■ **Data extract**:
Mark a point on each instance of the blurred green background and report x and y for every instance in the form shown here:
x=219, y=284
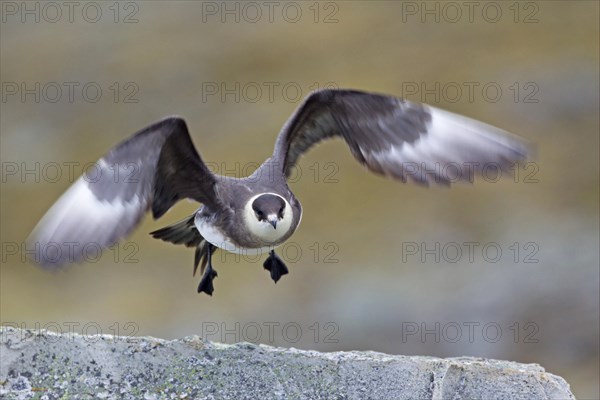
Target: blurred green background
x=355, y=285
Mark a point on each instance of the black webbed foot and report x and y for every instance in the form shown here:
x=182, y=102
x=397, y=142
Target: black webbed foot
x=209, y=273
x=276, y=266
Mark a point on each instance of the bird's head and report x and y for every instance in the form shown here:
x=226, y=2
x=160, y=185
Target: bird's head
x=269, y=209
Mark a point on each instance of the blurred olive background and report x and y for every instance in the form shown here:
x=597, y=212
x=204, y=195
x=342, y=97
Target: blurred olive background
x=170, y=56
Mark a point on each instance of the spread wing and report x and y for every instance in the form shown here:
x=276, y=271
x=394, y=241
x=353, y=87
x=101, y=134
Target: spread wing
x=398, y=138
x=153, y=169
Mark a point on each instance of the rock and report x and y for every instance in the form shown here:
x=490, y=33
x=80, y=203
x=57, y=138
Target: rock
x=46, y=365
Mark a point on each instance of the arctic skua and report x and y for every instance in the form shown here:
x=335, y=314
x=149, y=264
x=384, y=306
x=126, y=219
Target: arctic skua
x=159, y=166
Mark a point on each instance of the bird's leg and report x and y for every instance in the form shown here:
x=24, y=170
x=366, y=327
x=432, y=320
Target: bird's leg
x=209, y=274
x=275, y=265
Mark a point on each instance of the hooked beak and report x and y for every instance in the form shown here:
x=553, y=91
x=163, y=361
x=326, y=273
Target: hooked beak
x=272, y=219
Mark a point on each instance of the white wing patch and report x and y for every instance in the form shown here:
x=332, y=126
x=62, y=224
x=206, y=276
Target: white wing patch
x=454, y=148
x=79, y=225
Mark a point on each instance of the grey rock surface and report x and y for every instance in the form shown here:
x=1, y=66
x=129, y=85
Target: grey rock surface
x=46, y=365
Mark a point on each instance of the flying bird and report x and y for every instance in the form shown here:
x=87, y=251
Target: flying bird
x=158, y=166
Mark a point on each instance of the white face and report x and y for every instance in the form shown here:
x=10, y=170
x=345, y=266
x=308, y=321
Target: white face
x=264, y=228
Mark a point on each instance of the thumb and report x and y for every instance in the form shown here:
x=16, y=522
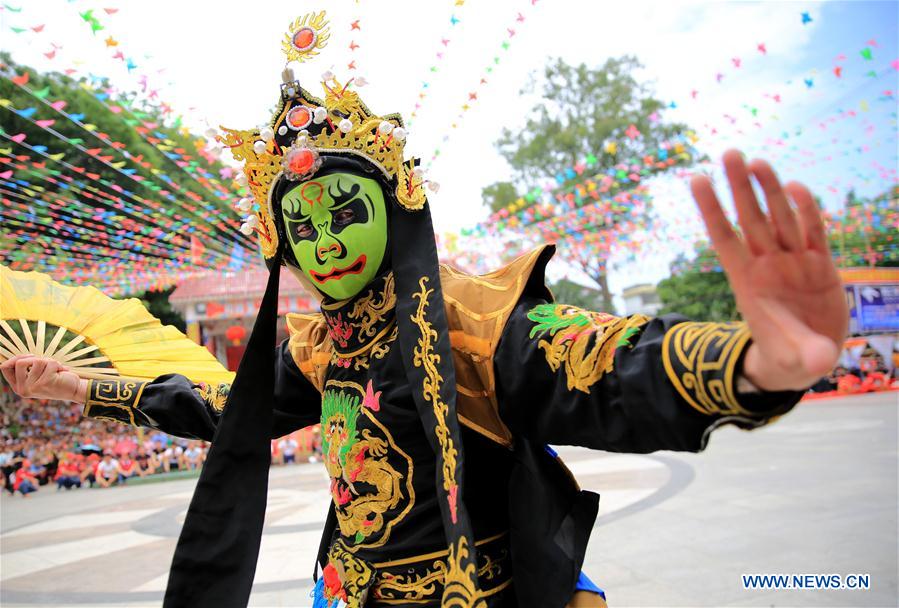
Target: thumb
x=819, y=354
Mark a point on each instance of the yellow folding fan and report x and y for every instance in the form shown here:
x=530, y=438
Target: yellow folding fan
x=94, y=335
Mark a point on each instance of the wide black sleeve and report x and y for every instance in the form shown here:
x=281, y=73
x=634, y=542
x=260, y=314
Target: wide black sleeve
x=568, y=376
x=175, y=405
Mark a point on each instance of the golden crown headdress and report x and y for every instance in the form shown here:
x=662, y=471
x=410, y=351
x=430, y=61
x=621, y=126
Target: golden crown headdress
x=304, y=128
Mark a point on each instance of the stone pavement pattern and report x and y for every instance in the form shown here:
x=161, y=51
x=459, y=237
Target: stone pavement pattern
x=814, y=493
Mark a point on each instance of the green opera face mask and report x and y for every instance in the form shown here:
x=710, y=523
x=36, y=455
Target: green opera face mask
x=337, y=228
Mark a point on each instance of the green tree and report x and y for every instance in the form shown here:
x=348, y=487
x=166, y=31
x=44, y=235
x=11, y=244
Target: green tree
x=567, y=291
x=498, y=195
x=864, y=233
x=582, y=108
x=157, y=302
x=698, y=288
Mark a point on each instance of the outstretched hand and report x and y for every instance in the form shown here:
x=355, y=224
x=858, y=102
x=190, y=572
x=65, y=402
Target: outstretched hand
x=36, y=377
x=783, y=277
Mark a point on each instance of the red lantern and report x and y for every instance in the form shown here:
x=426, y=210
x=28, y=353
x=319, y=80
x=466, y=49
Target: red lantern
x=235, y=333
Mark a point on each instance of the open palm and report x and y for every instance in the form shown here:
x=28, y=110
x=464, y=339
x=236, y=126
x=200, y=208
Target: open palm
x=782, y=275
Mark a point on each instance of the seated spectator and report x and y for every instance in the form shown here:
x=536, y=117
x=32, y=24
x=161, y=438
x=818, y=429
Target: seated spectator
x=146, y=462
x=172, y=458
x=108, y=471
x=127, y=468
x=89, y=470
x=8, y=464
x=193, y=455
x=289, y=447
x=25, y=482
x=160, y=441
x=849, y=383
x=67, y=474
x=124, y=445
x=875, y=381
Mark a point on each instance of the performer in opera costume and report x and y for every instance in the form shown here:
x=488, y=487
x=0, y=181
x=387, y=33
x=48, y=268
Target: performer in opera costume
x=438, y=392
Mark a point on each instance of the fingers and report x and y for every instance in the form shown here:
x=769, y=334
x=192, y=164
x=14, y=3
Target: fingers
x=22, y=367
x=810, y=214
x=756, y=228
x=9, y=374
x=786, y=228
x=48, y=376
x=730, y=248
x=801, y=352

■ **What you are asked to do**: Copy out, word for word, the part of the entries above that begins at the line with "x=260, y=314" and ends at the line with "x=161, y=51", including both.

■ **Task response**:
x=260, y=314
Target: wide black sleeve
x=568, y=376
x=175, y=405
Mark a point on each instance of the golden crown headdress and report x and y for every instance in the form shown here:
x=662, y=471
x=410, y=351
x=430, y=61
x=621, y=126
Target: golden crown headdress
x=304, y=128
Mark a point on each instance of the stone pavement pattern and report x and y for every instance in the form shown here:
x=161, y=51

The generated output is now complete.